"""

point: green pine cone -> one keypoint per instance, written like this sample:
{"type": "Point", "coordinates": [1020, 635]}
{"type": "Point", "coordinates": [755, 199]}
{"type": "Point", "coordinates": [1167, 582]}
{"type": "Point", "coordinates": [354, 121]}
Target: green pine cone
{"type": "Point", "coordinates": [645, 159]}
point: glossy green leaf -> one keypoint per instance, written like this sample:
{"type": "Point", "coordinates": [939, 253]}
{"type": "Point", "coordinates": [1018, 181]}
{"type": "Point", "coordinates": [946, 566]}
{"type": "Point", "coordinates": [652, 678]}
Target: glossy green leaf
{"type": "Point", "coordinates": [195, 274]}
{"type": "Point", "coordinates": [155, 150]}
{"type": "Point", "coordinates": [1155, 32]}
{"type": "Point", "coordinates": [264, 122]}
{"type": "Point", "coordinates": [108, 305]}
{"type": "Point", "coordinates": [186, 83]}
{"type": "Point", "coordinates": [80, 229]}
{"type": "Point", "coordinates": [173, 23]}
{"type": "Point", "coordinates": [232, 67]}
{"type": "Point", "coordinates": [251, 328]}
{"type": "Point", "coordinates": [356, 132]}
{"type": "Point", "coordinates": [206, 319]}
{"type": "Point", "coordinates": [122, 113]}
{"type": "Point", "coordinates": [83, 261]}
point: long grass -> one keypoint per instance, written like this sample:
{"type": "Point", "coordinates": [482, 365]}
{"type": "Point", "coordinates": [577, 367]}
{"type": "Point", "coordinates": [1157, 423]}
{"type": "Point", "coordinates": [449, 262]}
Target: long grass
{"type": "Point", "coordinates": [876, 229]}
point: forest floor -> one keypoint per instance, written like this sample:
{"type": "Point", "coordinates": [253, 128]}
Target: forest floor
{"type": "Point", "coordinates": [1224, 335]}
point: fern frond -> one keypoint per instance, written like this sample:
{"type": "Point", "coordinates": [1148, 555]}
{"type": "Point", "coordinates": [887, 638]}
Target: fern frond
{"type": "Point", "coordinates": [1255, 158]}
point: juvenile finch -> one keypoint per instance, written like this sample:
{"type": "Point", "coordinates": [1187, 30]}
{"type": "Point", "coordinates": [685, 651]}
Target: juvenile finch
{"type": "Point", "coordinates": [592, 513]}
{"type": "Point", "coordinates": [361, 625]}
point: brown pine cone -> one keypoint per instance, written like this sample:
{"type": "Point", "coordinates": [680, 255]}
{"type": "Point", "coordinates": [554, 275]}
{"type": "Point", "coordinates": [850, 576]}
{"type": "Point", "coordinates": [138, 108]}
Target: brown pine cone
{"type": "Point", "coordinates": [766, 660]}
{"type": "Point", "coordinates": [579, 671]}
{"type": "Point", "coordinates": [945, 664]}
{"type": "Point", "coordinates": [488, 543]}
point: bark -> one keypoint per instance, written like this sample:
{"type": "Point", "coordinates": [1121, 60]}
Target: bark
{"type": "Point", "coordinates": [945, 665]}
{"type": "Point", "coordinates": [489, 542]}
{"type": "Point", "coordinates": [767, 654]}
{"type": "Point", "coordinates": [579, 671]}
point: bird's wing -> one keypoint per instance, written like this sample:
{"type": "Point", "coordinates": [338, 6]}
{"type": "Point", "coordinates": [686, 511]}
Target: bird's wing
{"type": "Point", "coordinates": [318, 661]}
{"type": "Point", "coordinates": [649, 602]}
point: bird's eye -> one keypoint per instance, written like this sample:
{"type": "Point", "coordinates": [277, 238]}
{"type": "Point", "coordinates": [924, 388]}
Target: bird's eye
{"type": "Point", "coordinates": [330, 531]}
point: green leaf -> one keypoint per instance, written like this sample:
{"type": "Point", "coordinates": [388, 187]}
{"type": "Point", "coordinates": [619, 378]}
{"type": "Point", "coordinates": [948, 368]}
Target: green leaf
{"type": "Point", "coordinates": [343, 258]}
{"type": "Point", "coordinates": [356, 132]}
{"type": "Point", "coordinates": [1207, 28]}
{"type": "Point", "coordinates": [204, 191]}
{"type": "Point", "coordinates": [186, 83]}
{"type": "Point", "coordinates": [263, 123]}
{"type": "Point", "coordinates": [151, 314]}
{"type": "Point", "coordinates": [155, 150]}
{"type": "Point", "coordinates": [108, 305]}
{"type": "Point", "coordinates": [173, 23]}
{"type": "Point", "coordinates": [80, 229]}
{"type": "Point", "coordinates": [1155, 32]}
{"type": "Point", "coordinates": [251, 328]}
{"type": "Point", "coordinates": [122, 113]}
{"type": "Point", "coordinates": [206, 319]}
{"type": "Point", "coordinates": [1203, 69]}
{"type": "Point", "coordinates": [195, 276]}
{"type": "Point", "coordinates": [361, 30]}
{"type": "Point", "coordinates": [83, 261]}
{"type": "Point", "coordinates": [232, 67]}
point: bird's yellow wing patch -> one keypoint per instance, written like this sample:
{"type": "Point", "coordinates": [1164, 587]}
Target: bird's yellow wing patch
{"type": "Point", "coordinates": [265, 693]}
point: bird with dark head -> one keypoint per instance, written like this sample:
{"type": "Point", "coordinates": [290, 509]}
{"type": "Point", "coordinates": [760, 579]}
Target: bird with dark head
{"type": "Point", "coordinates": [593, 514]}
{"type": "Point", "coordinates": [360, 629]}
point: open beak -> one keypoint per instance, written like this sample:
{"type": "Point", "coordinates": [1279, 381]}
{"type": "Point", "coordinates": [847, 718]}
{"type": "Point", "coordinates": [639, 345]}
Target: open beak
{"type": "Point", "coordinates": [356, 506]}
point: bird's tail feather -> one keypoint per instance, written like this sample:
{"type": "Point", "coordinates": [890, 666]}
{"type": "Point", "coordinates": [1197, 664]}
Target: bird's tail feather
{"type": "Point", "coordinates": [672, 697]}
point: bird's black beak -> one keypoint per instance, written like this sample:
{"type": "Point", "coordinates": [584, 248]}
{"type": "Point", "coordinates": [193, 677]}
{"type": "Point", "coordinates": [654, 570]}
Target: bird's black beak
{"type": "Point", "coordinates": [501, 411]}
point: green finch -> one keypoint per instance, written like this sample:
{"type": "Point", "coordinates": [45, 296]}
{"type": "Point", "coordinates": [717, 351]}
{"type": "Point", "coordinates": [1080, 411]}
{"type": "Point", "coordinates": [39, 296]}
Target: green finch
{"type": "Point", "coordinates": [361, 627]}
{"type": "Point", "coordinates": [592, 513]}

"""

__WORK ITEM__: Every one of the entries must be printed exactly.

__COMPLETED TASK__:
point: green pine cone -> one keypoint per instance, written like this sample:
{"type": "Point", "coordinates": [1020, 635]}
{"type": "Point", "coordinates": [755, 199]}
{"type": "Point", "coordinates": [1167, 582]}
{"type": "Point", "coordinates": [354, 121]}
Target: green pine cone
{"type": "Point", "coordinates": [645, 159]}
point: glossy green leaf -> one keypoint per instance, written like this sample:
{"type": "Point", "coordinates": [939, 253]}
{"type": "Point", "coordinates": [1018, 181]}
{"type": "Point", "coordinates": [946, 566]}
{"type": "Point", "coordinates": [652, 678]}
Target: glossy green leaf
{"type": "Point", "coordinates": [195, 274]}
{"type": "Point", "coordinates": [155, 150]}
{"type": "Point", "coordinates": [1155, 32]}
{"type": "Point", "coordinates": [264, 122]}
{"type": "Point", "coordinates": [108, 305]}
{"type": "Point", "coordinates": [186, 83]}
{"type": "Point", "coordinates": [80, 229]}
{"type": "Point", "coordinates": [173, 23]}
{"type": "Point", "coordinates": [232, 67]}
{"type": "Point", "coordinates": [251, 328]}
{"type": "Point", "coordinates": [356, 132]}
{"type": "Point", "coordinates": [206, 319]}
{"type": "Point", "coordinates": [122, 113]}
{"type": "Point", "coordinates": [83, 261]}
point: long grass -> one keypoint per instance, written like this sample:
{"type": "Point", "coordinates": [482, 365]}
{"type": "Point", "coordinates": [577, 367]}
{"type": "Point", "coordinates": [1157, 423]}
{"type": "Point", "coordinates": [449, 262]}
Target: long grass
{"type": "Point", "coordinates": [876, 229]}
point: forest floor -> one keypoint per instance, written like this sample:
{"type": "Point", "coordinates": [253, 128]}
Target: forest floor
{"type": "Point", "coordinates": [1224, 335]}
point: fern frond -> one keypoint per instance, written like this sample:
{"type": "Point", "coordinates": [1148, 555]}
{"type": "Point", "coordinates": [887, 638]}
Target: fern frond
{"type": "Point", "coordinates": [1255, 158]}
point: juvenile finch -> one keypoint per instance, written like this sample:
{"type": "Point", "coordinates": [1187, 30]}
{"type": "Point", "coordinates": [685, 651]}
Target: juvenile finch
{"type": "Point", "coordinates": [592, 513]}
{"type": "Point", "coordinates": [361, 625]}
point: brown pine cone -> one keypoint per instance, written like this sample:
{"type": "Point", "coordinates": [680, 255]}
{"type": "Point", "coordinates": [554, 275]}
{"type": "Point", "coordinates": [850, 576]}
{"type": "Point", "coordinates": [138, 108]}
Target: brown pine cone
{"type": "Point", "coordinates": [766, 660]}
{"type": "Point", "coordinates": [579, 671]}
{"type": "Point", "coordinates": [945, 664]}
{"type": "Point", "coordinates": [488, 543]}
point: bark -> one keypoint per instance, written like this sample:
{"type": "Point", "coordinates": [1121, 60]}
Target: bark
{"type": "Point", "coordinates": [945, 665]}
{"type": "Point", "coordinates": [489, 542]}
{"type": "Point", "coordinates": [767, 654]}
{"type": "Point", "coordinates": [579, 671]}
point: bird's wing -> one keypoint per instance, written like this sample:
{"type": "Point", "coordinates": [338, 6]}
{"type": "Point", "coordinates": [686, 511]}
Target: bird's wing
{"type": "Point", "coordinates": [318, 661]}
{"type": "Point", "coordinates": [649, 602]}
point: bird's eye -> one keypoint per instance, written like this sample:
{"type": "Point", "coordinates": [277, 238]}
{"type": "Point", "coordinates": [924, 388]}
Target: bird's eye
{"type": "Point", "coordinates": [330, 531]}
point: green leaf -> one keypoint per instance, written like this sample:
{"type": "Point", "coordinates": [388, 187]}
{"type": "Point", "coordinates": [619, 378]}
{"type": "Point", "coordinates": [948, 368]}
Target: green leaf
{"type": "Point", "coordinates": [343, 258]}
{"type": "Point", "coordinates": [356, 132]}
{"type": "Point", "coordinates": [1207, 28]}
{"type": "Point", "coordinates": [204, 191]}
{"type": "Point", "coordinates": [186, 83]}
{"type": "Point", "coordinates": [263, 123]}
{"type": "Point", "coordinates": [151, 314]}
{"type": "Point", "coordinates": [155, 150]}
{"type": "Point", "coordinates": [108, 305]}
{"type": "Point", "coordinates": [173, 23]}
{"type": "Point", "coordinates": [80, 229]}
{"type": "Point", "coordinates": [1155, 32]}
{"type": "Point", "coordinates": [251, 328]}
{"type": "Point", "coordinates": [122, 113]}
{"type": "Point", "coordinates": [206, 319]}
{"type": "Point", "coordinates": [1203, 69]}
{"type": "Point", "coordinates": [195, 276]}
{"type": "Point", "coordinates": [361, 30]}
{"type": "Point", "coordinates": [83, 261]}
{"type": "Point", "coordinates": [232, 67]}
point: bird's yellow wing patch -> one keypoint per instance, written like this sample:
{"type": "Point", "coordinates": [1164, 587]}
Target: bird's yellow wing patch
{"type": "Point", "coordinates": [265, 693]}
point: bird with dark head -> one keypoint per instance, written like this sample:
{"type": "Point", "coordinates": [290, 509]}
{"type": "Point", "coordinates": [760, 579]}
Target: bird with dark head
{"type": "Point", "coordinates": [593, 514]}
{"type": "Point", "coordinates": [360, 629]}
point: open beak -> one keypoint per instance, written like this sample:
{"type": "Point", "coordinates": [1279, 381]}
{"type": "Point", "coordinates": [847, 718]}
{"type": "Point", "coordinates": [639, 345]}
Target: open beak
{"type": "Point", "coordinates": [356, 506]}
point: bird's tail feather -> one keypoint per instance, written like this sample:
{"type": "Point", "coordinates": [890, 666]}
{"type": "Point", "coordinates": [1197, 664]}
Target: bird's tail feather
{"type": "Point", "coordinates": [672, 697]}
point: bird's black beak -> one keypoint per instance, written like this sample:
{"type": "Point", "coordinates": [584, 248]}
{"type": "Point", "coordinates": [193, 677]}
{"type": "Point", "coordinates": [654, 570]}
Target: bird's black beak
{"type": "Point", "coordinates": [501, 411]}
point: green finch -> one keypoint per instance, written like this sample:
{"type": "Point", "coordinates": [45, 296]}
{"type": "Point", "coordinates": [717, 351]}
{"type": "Point", "coordinates": [1080, 411]}
{"type": "Point", "coordinates": [39, 296]}
Target: green finch
{"type": "Point", "coordinates": [361, 627]}
{"type": "Point", "coordinates": [592, 513]}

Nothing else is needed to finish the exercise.